Which lines below contain the word "brick"? Copy each one.

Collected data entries
______________________________
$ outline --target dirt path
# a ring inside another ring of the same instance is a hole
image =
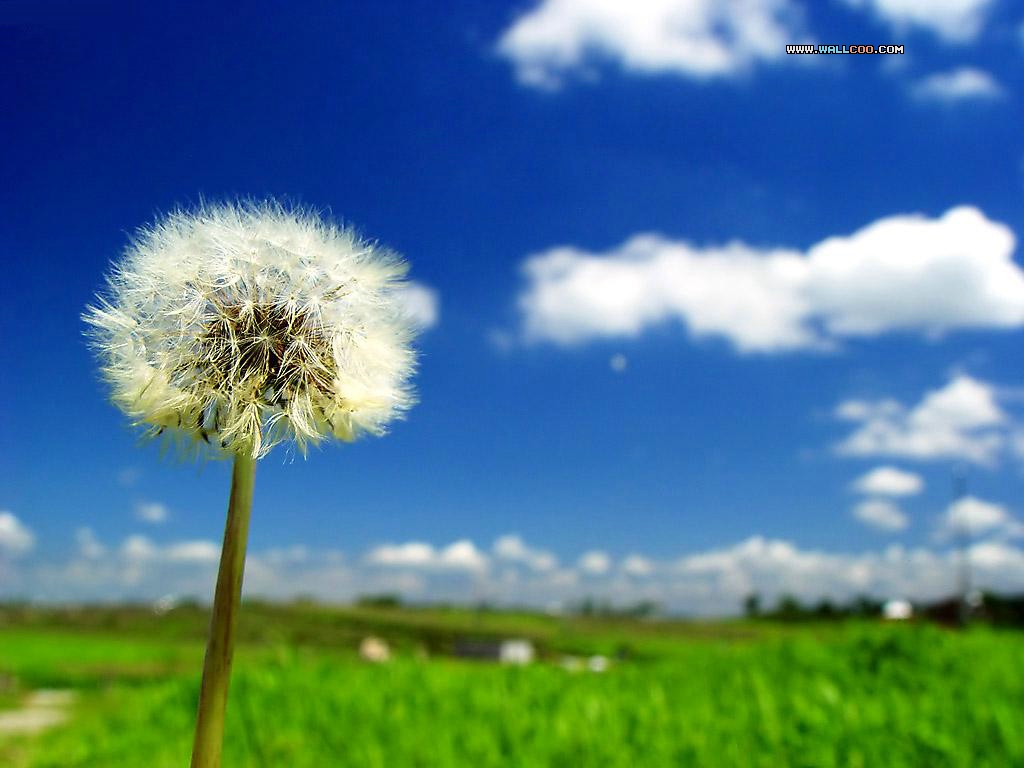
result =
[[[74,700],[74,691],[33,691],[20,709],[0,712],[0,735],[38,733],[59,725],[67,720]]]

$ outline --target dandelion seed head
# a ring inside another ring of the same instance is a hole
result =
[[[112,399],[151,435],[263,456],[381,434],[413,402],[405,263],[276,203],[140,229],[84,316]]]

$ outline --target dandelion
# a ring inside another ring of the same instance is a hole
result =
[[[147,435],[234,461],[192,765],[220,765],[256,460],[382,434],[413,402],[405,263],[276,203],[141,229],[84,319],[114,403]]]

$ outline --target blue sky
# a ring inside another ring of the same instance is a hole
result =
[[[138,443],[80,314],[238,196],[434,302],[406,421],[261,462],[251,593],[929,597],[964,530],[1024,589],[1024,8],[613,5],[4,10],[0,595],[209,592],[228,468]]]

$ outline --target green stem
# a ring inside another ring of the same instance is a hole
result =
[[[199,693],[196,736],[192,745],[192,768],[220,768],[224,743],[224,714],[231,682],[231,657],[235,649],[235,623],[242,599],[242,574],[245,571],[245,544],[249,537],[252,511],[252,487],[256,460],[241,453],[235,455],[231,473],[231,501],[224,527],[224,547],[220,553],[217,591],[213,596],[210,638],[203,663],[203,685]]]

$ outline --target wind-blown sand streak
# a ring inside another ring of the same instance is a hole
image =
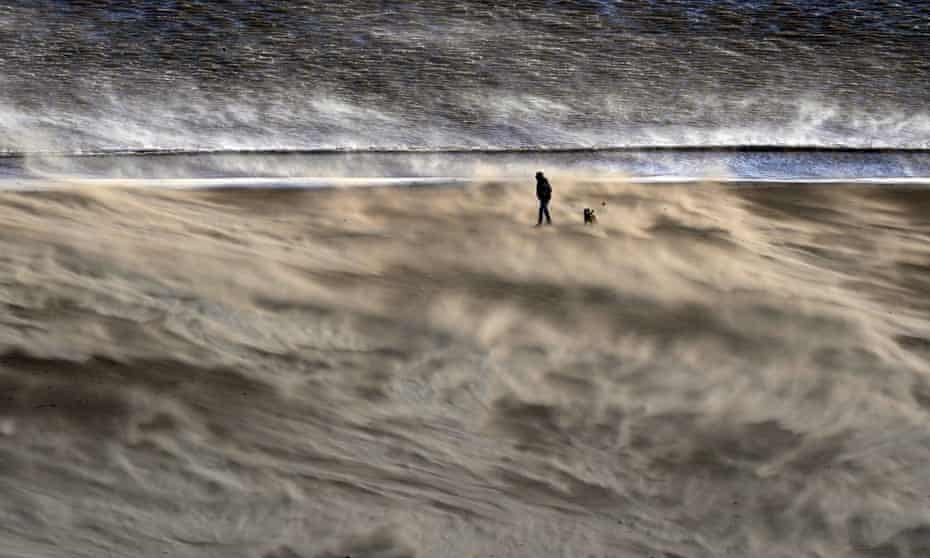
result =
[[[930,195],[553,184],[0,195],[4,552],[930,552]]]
______________________________
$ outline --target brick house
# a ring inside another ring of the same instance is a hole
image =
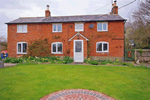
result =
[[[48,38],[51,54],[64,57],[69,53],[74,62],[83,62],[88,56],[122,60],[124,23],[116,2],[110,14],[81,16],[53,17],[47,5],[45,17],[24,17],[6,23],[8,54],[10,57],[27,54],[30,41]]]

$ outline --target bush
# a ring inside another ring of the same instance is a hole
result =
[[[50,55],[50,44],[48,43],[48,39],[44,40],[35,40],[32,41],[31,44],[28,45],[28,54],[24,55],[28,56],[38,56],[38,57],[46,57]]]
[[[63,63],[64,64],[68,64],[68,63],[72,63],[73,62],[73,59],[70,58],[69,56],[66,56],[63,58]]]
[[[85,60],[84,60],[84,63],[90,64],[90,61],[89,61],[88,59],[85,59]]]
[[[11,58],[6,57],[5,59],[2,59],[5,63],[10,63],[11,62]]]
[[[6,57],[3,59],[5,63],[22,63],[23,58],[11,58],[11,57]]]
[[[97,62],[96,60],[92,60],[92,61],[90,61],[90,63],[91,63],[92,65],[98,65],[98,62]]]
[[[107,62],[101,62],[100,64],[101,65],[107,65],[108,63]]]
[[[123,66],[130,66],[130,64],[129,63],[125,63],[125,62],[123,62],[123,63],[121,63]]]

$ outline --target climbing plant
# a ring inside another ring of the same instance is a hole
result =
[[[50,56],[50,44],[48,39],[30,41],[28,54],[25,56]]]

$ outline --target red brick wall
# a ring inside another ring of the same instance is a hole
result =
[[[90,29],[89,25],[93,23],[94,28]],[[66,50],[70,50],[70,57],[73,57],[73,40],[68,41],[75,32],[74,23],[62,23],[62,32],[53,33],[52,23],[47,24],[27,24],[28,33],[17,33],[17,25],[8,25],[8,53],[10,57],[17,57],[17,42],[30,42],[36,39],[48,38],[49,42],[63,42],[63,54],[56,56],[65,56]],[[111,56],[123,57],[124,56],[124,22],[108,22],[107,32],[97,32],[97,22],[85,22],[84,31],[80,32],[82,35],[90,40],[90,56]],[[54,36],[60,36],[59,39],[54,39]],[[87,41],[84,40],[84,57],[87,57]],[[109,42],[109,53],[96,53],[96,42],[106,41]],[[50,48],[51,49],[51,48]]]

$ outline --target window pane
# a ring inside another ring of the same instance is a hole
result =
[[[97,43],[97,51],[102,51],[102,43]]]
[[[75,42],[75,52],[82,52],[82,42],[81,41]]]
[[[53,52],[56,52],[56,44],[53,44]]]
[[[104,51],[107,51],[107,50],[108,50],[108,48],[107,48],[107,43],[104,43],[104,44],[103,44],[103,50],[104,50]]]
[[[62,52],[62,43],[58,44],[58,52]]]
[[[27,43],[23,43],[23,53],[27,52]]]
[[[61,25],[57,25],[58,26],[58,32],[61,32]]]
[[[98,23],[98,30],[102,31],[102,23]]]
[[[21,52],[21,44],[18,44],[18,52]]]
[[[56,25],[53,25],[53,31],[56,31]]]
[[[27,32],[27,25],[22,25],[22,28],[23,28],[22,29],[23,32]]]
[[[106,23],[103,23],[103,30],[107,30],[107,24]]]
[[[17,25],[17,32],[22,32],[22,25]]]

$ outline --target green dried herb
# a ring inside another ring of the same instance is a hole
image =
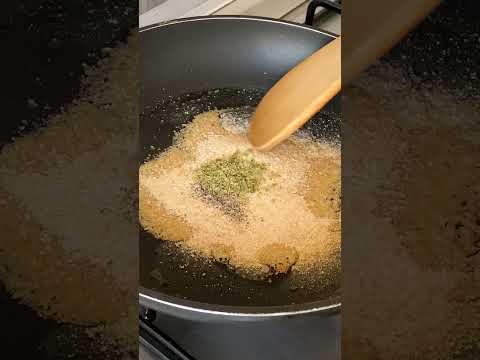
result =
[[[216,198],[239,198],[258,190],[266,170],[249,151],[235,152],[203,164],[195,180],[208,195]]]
______________________________
**Task output**
$ outline --target brick house
$ outline --target red brick wall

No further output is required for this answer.